- _YOUR GOAL_
All that is needed is every record, duplicated exactly.

- _DATASET ENTRIES_
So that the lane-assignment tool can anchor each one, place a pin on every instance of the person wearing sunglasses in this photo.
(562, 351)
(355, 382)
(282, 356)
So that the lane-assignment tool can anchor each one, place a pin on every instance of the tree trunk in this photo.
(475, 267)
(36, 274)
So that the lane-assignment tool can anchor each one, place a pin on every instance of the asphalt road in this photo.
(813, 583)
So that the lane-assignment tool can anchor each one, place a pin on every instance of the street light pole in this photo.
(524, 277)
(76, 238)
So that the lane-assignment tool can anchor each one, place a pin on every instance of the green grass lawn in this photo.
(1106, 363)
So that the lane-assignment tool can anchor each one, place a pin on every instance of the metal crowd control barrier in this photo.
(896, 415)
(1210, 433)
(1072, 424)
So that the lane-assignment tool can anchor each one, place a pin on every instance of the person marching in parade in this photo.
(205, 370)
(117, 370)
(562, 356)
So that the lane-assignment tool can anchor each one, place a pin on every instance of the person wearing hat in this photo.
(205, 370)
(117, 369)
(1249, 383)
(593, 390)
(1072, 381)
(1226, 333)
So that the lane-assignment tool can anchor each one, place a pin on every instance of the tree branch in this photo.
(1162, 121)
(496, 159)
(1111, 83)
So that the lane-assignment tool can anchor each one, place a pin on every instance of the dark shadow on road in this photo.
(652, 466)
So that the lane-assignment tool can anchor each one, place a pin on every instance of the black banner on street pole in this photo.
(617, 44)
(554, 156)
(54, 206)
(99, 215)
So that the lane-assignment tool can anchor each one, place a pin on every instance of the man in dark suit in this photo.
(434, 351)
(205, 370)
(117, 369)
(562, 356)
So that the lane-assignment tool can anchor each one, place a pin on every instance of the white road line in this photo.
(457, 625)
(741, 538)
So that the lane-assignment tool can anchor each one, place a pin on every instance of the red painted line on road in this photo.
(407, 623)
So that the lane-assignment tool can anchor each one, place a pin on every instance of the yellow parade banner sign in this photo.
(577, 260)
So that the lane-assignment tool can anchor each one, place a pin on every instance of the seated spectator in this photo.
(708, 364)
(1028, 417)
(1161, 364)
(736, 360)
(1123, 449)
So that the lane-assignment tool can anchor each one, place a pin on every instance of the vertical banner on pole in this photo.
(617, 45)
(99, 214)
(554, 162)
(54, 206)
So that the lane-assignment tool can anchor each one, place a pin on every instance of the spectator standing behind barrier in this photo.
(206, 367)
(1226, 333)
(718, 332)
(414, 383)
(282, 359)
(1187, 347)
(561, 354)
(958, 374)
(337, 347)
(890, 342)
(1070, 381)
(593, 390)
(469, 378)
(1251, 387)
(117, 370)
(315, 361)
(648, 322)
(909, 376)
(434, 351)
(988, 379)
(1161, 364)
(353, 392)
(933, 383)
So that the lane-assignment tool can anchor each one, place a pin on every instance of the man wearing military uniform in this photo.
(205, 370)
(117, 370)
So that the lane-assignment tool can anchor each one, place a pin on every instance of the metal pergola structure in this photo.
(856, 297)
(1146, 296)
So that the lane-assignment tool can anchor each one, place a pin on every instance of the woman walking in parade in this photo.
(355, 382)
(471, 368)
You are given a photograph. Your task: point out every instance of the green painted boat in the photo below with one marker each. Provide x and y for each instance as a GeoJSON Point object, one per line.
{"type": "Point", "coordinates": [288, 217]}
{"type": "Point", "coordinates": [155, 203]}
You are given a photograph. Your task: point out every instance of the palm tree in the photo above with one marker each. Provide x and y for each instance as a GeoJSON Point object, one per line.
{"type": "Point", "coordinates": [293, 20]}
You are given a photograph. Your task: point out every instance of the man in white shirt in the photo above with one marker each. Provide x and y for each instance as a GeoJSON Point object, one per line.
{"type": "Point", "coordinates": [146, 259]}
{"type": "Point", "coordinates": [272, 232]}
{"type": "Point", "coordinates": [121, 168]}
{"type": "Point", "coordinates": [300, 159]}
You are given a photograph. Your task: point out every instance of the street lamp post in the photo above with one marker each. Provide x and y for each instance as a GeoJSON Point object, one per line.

- _FINISHED TASK_
So that the lane-assignment tool can anchor each one, place a pin on every instance of the person wearing sunglasses in this photo.
(562, 351)
(355, 382)
(282, 356)
So that the lane-assignment tool can anchor each one, place a pin on every instance of the tree trunk in this photo.
(475, 267)
(36, 274)
So that the lane-assignment tool can anchor each one, place a pin on every instance of the asphalt road in this photo.
(813, 583)
So that the lane-assignment tool can anchor each one, place a pin on every instance of the street light pole in this photo.
(524, 277)
(76, 238)
So that the lane-assignment tool can anchor each one, place a pin on every instance of the green grass lawn in this photo.
(1106, 363)
So that the lane-assignment tool can anchor each one, place a pin on every instance of the metal crowd control barrier in this photo.
(896, 415)
(1210, 433)
(1072, 424)
So that the lane-assignment tool can anchor each one, place a pin on every instance of the person marching in parade in this photo.
(205, 370)
(117, 370)
(562, 356)
So that the lane-assignment tool can anchor each one, place a pin on every instance of the person wearing hat in this photo.
(205, 370)
(117, 369)
(1249, 383)
(593, 390)
(1072, 381)
(1226, 333)
So that the lane-assignment tool can anchor each one, place a pin on every instance of the tree branch in this photo.
(1162, 121)
(496, 159)
(1111, 83)
So that the lane-assignment tool can anchor each one, place a pin on every instance of the dark shadow on road in this photo.
(652, 466)
So that the lane-assignment tool can anchor each one, place a pin on every instance of the black banner on street pole in this photo.
(617, 44)
(554, 156)
(54, 206)
(99, 215)
So that the lane-assignment tool can anchor each one, place a pin on every instance of the man in dark suit in this photo.
(434, 351)
(205, 370)
(117, 369)
(562, 356)
So that the lane-assignment tool can anchor each one, place a pin on every instance of the white road line in this photo.
(457, 625)
(741, 538)
So that the lane-assignment tool can anchor each one, place a pin on every instance of the red painted line on road in this photo.
(407, 623)
So that the lane-assignment tool can anchor each one, place a pin on every instance of the yellow parade banner sign in this photo.
(577, 260)
So that the lane-assignment tool can anchor each one, place a pin on every instance of the seated spectator in this photo.
(708, 364)
(1028, 417)
(1161, 364)
(736, 360)
(1123, 449)
So that the lane-assignment tool can anchor each one, place a pin on every instance of the vertical banner on pole in this photo.
(617, 45)
(99, 214)
(554, 162)
(54, 206)
So that the lane-assignment tool can anchor each one, place a pin on every instance of the spectator standing behind barrier in this photo.
(206, 367)
(1226, 333)
(718, 332)
(414, 383)
(282, 359)
(1187, 347)
(561, 354)
(958, 374)
(337, 347)
(890, 342)
(1070, 381)
(593, 390)
(469, 378)
(1251, 387)
(117, 370)
(315, 361)
(648, 322)
(909, 376)
(434, 351)
(988, 379)
(1161, 364)
(353, 392)
(933, 383)
So that the lane-assignment tool can anchor each one, place a pin on every instance of the man wearing military uniform in this photo.
(205, 370)
(117, 370)
So that the lane-assignment tool can anchor each one, place a pin on every instance of the metal pergola structure in this photo.
(856, 297)
(1146, 296)
So that the lane-assignment tool can anchor each one, place a pin on every instance of the woman walking in parade in this photo.
(355, 382)
(471, 368)
You are given a photograph. Your task: point out every instance of the green painted boat in the photo below with one marker each. Provide x and y for each instance as a GeoJSON Point object, one per line.
{"type": "Point", "coordinates": [288, 217]}
{"type": "Point", "coordinates": [155, 203]}
You are given a photograph. Your task: point out every instance of the palm tree in the photo above with one marker each. Provide x and y for each instance as a GeoJSON Point object, one per line.
{"type": "Point", "coordinates": [293, 20]}
You are given a photograph. Your task: point out every instance of the man in white shirt in the photo above with one marker each. Provide x and y for each instance as a GeoJSON Point object, one per line.
{"type": "Point", "coordinates": [146, 259]}
{"type": "Point", "coordinates": [272, 232]}
{"type": "Point", "coordinates": [121, 168]}
{"type": "Point", "coordinates": [300, 159]}
You are given a photograph. Your task: point out every instance of the street lamp post in the photo above with one marker each. Provide x and y for each instance as a GeoJSON Point object, one per line.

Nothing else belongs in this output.